# Aim of the task
Reproduce each of the following items verbatim.

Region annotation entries

'''

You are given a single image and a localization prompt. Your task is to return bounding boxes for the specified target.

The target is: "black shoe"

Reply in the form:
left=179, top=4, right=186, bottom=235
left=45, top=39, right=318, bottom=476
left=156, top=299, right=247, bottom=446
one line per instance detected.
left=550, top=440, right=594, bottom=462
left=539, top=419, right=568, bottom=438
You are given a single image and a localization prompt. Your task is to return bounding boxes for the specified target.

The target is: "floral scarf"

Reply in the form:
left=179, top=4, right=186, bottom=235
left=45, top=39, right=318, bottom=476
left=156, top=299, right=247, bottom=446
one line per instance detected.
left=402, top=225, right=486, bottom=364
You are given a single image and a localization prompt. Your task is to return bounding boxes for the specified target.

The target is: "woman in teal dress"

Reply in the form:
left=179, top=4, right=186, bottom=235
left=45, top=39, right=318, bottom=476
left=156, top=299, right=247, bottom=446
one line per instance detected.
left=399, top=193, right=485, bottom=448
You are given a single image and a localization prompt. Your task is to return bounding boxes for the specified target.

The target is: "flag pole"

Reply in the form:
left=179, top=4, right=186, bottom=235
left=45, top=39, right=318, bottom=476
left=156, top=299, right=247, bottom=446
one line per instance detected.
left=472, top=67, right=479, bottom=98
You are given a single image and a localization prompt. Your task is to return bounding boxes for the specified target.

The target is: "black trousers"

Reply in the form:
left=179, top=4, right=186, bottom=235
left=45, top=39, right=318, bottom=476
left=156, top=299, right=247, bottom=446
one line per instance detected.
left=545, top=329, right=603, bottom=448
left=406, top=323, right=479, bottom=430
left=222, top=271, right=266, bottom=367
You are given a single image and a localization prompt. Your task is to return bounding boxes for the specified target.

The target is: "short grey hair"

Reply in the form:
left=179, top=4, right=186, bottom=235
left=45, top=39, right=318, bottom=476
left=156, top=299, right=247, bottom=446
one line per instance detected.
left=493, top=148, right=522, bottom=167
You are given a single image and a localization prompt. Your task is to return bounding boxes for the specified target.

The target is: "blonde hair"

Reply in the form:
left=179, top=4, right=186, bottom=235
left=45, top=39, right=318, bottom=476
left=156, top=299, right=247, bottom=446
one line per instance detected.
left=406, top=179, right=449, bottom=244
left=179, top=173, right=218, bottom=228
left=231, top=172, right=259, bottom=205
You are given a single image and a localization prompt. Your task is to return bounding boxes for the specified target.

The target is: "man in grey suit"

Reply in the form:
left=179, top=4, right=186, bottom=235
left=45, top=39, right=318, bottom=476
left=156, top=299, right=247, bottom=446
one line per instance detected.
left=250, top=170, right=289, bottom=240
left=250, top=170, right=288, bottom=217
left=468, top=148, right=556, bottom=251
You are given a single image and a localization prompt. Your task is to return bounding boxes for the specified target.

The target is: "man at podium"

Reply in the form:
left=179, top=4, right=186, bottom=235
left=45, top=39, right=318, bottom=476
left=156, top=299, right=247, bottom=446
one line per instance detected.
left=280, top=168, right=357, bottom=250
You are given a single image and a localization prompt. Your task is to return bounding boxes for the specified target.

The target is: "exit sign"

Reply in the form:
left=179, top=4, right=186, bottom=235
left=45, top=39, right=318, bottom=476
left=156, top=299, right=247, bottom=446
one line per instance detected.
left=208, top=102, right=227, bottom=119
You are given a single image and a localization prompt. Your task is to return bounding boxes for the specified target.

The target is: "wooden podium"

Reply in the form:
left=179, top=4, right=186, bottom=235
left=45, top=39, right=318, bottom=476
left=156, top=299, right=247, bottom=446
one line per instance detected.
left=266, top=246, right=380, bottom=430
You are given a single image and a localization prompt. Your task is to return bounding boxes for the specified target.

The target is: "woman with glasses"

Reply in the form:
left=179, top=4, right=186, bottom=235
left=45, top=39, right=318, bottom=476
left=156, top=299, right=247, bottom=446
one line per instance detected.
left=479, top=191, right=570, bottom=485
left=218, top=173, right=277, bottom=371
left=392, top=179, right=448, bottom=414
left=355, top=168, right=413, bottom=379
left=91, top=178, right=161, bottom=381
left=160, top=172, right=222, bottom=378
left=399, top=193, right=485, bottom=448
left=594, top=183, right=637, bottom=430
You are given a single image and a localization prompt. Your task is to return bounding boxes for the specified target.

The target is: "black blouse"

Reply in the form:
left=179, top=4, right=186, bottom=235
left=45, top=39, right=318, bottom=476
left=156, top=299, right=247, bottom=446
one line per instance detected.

'''

# Worked solution
You are given a single image and a localization prompt. Your task is to return bounding boxes for the specified target.

The target is: "black shoe"

Reply in the form:
left=179, top=4, right=186, bottom=235
left=45, top=39, right=318, bottom=476
left=156, top=299, right=247, bottom=446
one line per instance detected.
left=550, top=440, right=594, bottom=462
left=539, top=419, right=568, bottom=438
You are given a single image and a localization prompt. Your task is to return bounding boxes for the specified target.

The target is: "floral scarf"

Reply in the form:
left=179, top=4, right=186, bottom=235
left=45, top=39, right=318, bottom=476
left=156, top=299, right=247, bottom=446
one line per instance detected.
left=402, top=225, right=486, bottom=364
You are given a single image and a localization prompt. Your task is to return bounding boxes for the specified target.

The target is: "woman in teal dress"

Reply in the form:
left=179, top=4, right=186, bottom=235
left=45, top=39, right=318, bottom=476
left=156, top=299, right=247, bottom=446
one line per instance detected.
left=399, top=193, right=485, bottom=448
You are given a single image and a localization prompt. Your task is to return bounding boxes for the specified target.

The target is: "flag pole"

Reply in the form:
left=179, top=4, right=186, bottom=235
left=45, top=39, right=318, bottom=476
left=156, top=299, right=247, bottom=446
one line per instance detected.
left=472, top=67, right=479, bottom=98
You are given a single image and a localization prompt. Your task is to return bounding boxes for the specified target.

The target is: "black trousers"

Reply in the form:
left=179, top=4, right=186, bottom=235
left=45, top=39, right=318, bottom=476
left=156, top=299, right=247, bottom=446
one line per instance detected.
left=545, top=329, right=603, bottom=448
left=406, top=323, right=479, bottom=430
left=222, top=271, right=266, bottom=367
You are given a single image and a localization prompt. Your task is to return bounding boxes for the specified target.

The target is: "short grey hair"

Reply in the form:
left=179, top=4, right=186, bottom=235
left=45, top=39, right=318, bottom=476
left=156, top=299, right=247, bottom=446
one line per instance detected.
left=493, top=148, right=522, bottom=167
You are given a single image and a localization prompt. Your task is to return bounding boxes for the specified target.

The target is: "blonde hair"

Reply in the form:
left=179, top=4, right=186, bottom=235
left=45, top=39, right=318, bottom=476
left=156, top=299, right=247, bottom=446
one line per instance detected.
left=406, top=179, right=449, bottom=244
left=179, top=173, right=218, bottom=228
left=231, top=172, right=259, bottom=205
You are given a single image and a localization prompt. Your task is to return bounding boxes for the specified target.

The target is: "man in grey suit"

Reply in the form:
left=179, top=4, right=186, bottom=235
left=45, top=39, right=318, bottom=476
left=156, top=299, right=247, bottom=446
one line per instance detected.
left=250, top=170, right=289, bottom=240
left=250, top=170, right=288, bottom=217
left=468, top=148, right=556, bottom=251
You are given a single image and a localization prompt. Your task is to return bounding boxes for the specified target.

The target is: "man at podium"

Reply in the form:
left=179, top=4, right=186, bottom=235
left=45, top=39, right=318, bottom=476
left=156, top=299, right=247, bottom=446
one line per instance detected.
left=280, top=168, right=357, bottom=250
You are given a single image and a localization prompt. Your task is to return bounding boxes for the specified target.

The target is: "exit sign"

Reply in the form:
left=179, top=4, right=186, bottom=235
left=45, top=39, right=318, bottom=476
left=156, top=299, right=247, bottom=446
one line per instance detected.
left=208, top=102, right=227, bottom=119
You are given a single image and a localization prompt. Your task is to return bounding boxes for the specified target.

The target is: "wooden podium"

Reply in the form:
left=179, top=4, right=186, bottom=235
left=45, top=39, right=318, bottom=476
left=156, top=299, right=247, bottom=446
one line per instance detected.
left=266, top=246, right=380, bottom=430
You are given a single image and a localization prompt. Your task is to return bounding boxes for the specified target.

The target is: "woman with glasses"

Reply in the form:
left=179, top=4, right=186, bottom=235
left=45, top=39, right=318, bottom=476
left=156, top=299, right=247, bottom=446
one line per instance detected.
left=479, top=191, right=570, bottom=485
left=218, top=173, right=277, bottom=371
left=392, top=179, right=448, bottom=414
left=355, top=168, right=413, bottom=379
left=91, top=178, right=161, bottom=381
left=160, top=172, right=222, bottom=378
left=399, top=193, right=485, bottom=448
left=594, top=183, right=637, bottom=430
You are given a single image and a localization prompt. Your task is to return bounding boxes for the specified target.

The target is: "black blouse"

Reply in the form:
left=179, top=4, right=186, bottom=235
left=45, top=39, right=318, bottom=476
left=156, top=299, right=247, bottom=446
one line per instance detected.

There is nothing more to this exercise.